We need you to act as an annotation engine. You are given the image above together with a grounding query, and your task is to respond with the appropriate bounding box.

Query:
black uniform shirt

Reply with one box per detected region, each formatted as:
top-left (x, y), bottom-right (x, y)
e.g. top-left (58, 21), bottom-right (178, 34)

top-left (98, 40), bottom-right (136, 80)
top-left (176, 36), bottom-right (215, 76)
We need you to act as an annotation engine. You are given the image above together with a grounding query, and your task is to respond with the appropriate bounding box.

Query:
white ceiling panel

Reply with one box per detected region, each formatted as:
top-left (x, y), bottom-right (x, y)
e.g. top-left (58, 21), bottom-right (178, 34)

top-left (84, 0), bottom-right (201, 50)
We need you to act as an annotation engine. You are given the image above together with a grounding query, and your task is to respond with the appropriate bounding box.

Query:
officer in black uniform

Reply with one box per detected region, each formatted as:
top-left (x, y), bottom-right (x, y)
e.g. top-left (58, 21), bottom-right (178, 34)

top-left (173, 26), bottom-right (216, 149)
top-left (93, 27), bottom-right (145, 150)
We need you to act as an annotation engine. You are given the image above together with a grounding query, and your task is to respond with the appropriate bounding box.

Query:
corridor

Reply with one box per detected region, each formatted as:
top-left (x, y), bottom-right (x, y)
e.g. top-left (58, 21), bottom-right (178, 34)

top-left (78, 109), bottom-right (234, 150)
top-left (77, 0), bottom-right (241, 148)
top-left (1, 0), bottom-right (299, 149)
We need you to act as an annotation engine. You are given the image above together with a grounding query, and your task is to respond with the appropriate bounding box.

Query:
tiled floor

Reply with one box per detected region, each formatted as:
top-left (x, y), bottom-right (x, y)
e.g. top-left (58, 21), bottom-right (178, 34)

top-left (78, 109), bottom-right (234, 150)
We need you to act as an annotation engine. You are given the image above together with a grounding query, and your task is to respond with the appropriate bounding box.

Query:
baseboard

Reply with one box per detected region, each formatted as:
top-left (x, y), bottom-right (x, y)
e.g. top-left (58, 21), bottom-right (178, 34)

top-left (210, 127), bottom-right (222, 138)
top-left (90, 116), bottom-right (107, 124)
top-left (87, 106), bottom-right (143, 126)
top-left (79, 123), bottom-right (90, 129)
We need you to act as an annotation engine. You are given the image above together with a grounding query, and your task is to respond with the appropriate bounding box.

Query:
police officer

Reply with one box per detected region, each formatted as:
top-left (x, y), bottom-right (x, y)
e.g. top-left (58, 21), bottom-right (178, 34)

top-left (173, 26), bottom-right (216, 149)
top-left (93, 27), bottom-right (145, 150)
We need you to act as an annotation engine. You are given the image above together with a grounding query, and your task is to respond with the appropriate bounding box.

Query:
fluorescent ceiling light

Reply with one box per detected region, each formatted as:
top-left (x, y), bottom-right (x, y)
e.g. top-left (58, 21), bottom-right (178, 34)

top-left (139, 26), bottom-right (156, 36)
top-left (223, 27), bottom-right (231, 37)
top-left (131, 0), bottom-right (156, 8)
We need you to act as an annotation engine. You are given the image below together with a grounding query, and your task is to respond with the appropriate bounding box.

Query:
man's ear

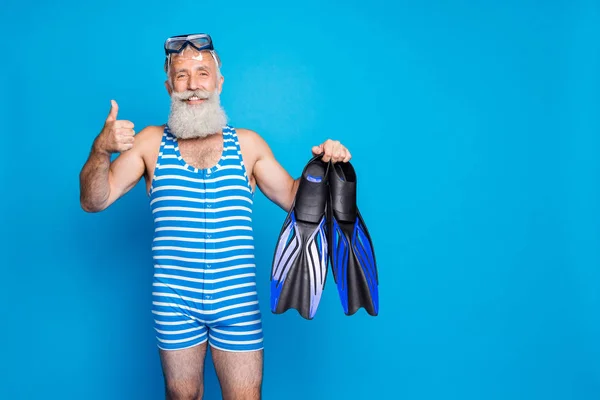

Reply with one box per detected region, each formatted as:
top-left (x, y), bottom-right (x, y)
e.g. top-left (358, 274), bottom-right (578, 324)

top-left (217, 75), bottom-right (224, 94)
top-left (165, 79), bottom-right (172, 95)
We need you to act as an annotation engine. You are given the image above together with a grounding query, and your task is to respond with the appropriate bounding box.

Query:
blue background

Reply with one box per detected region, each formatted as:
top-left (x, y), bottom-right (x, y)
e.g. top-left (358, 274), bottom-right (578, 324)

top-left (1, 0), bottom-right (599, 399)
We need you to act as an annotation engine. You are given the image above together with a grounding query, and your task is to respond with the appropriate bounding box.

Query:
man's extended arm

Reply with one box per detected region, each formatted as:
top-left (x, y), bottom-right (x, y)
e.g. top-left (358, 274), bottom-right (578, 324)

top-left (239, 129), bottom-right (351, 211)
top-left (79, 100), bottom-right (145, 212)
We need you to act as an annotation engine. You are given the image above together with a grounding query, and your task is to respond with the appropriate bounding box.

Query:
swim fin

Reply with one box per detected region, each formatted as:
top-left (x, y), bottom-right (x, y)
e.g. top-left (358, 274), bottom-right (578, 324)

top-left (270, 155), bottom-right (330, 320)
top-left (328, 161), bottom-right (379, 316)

■ Required work: Reproduce each line above exactly, but not a single picture.

■ Problem solution:
We need you to act as an annotation engine. You are given the image above together with a grounding query, and your task is to respond with the appropriate bounding box.

Query:
black uniform shirt

Reply with one box per detected region, each formatted as:
top-left (x, y), bottom-right (x, y)
e.g. top-left (58, 21), bottom-right (178, 34)

top-left (98, 40), bottom-right (136, 80)
top-left (176, 36), bottom-right (215, 76)
We need you to act as an annotation engine. You are given the image above together with a grounding query, and your task is to respond with the appropriate bounding box.

Query:
white ceiling panel

Reply with one box per detected region, each formatted as:
top-left (x, y), bottom-right (x, y)
e.g. top-left (58, 21), bottom-right (178, 34)

top-left (84, 0), bottom-right (201, 50)
We need you to act as an annotation engine. You are given the image above together with a grounding query, and your task is to respond with the appropriate bounding box.

Query:
officer in black uniform

Reply with one box per detected region, each formatted as:
top-left (x, y), bottom-right (x, y)
e.g. top-left (58, 21), bottom-right (178, 34)

top-left (173, 26), bottom-right (216, 149)
top-left (93, 27), bottom-right (145, 150)
We need you to act as an annotation engine. You are given the image above together with a grounding query, and your task is to respond with the appropriate bounding box.

Query:
corridor

Reply with one box per detected region, each formatted as:
top-left (x, y), bottom-right (x, y)
e.g. top-left (58, 21), bottom-right (178, 34)

top-left (78, 109), bottom-right (234, 150)
top-left (77, 0), bottom-right (241, 148)
top-left (1, 0), bottom-right (299, 149)
We need you to act as an annotation engine. You are given the image above together with a grounding query, and your task is to respond with the appropriate bounding box.

Query:
tiled floor

Reply with one box per detected region, each formatted as:
top-left (x, y), bottom-right (x, y)
e.g. top-left (58, 21), bottom-right (178, 34)

top-left (78, 109), bottom-right (234, 150)
We need you to act as an annotation engine. You are given the image above together with a grounding query, and your task is to respond with the appropriate bounding box.

Query:
baseboard

Reply with one box per detected region, each formatted as:
top-left (x, y), bottom-right (x, y)
e.g. top-left (58, 21), bottom-right (178, 34)

top-left (210, 127), bottom-right (222, 138)
top-left (90, 116), bottom-right (107, 124)
top-left (87, 106), bottom-right (143, 126)
top-left (79, 123), bottom-right (90, 129)
We need you to act as an annotation engine. You are given the image above together with a grounding query, and your task is to respond with the appropriate bounding box.

Query:
police officer

Reply with one box per detected region, each formatted as:
top-left (x, y), bottom-right (x, y)
e.g. top-left (58, 21), bottom-right (178, 34)

top-left (173, 26), bottom-right (216, 149)
top-left (93, 27), bottom-right (145, 150)
We need you to act as an annotation engine. You are given the image above together with a grounding query, and your task is to respond with the appropriate bounding box.

Query:
fluorescent ceiling light

Reply with one box per detected region, each formatted as:
top-left (x, y), bottom-right (x, y)
e.g. top-left (58, 21), bottom-right (178, 34)

top-left (139, 26), bottom-right (156, 36)
top-left (223, 27), bottom-right (231, 37)
top-left (131, 0), bottom-right (156, 8)
We need you to act as an annotation engine. You are given the image below together with a grounding query, and your task is to respond with the appropriate bounding box.

Query:
man's ear


Reply with one box per detected region, each formatted as:
top-left (x, y), bottom-right (x, y)
e.g. top-left (358, 274), bottom-right (578, 324)

top-left (217, 75), bottom-right (224, 94)
top-left (165, 79), bottom-right (172, 95)
We need you to act as an annotation engine. You are given the image above together with a grounding query, and your task is to respond with the appropriate bounding box.

Query:
blue background

Reply with one box per detected region, each formatted as:
top-left (x, y), bottom-right (x, y)
e.g. top-left (358, 274), bottom-right (578, 324)

top-left (1, 0), bottom-right (599, 399)
We need you to act as an annotation engine. You are given the image above together with a grounding query, and your task is to respond with the appropriate bounding box.

Query:
man's extended arm

Reply with one box per detected region, each formatted as:
top-left (x, y), bottom-right (x, y)
e.g. top-left (358, 274), bottom-right (578, 324)

top-left (239, 129), bottom-right (351, 211)
top-left (79, 100), bottom-right (145, 212)
We need you to act as an annotation engine. You are given the image above together with a grounding query, and your task is to respond with the appropriate bounding box.

Query:
swim fin

Reply with one box per detected region, each formatted as:
top-left (x, y), bottom-right (x, y)
e.g. top-left (358, 274), bottom-right (578, 324)

top-left (270, 155), bottom-right (330, 320)
top-left (328, 161), bottom-right (379, 316)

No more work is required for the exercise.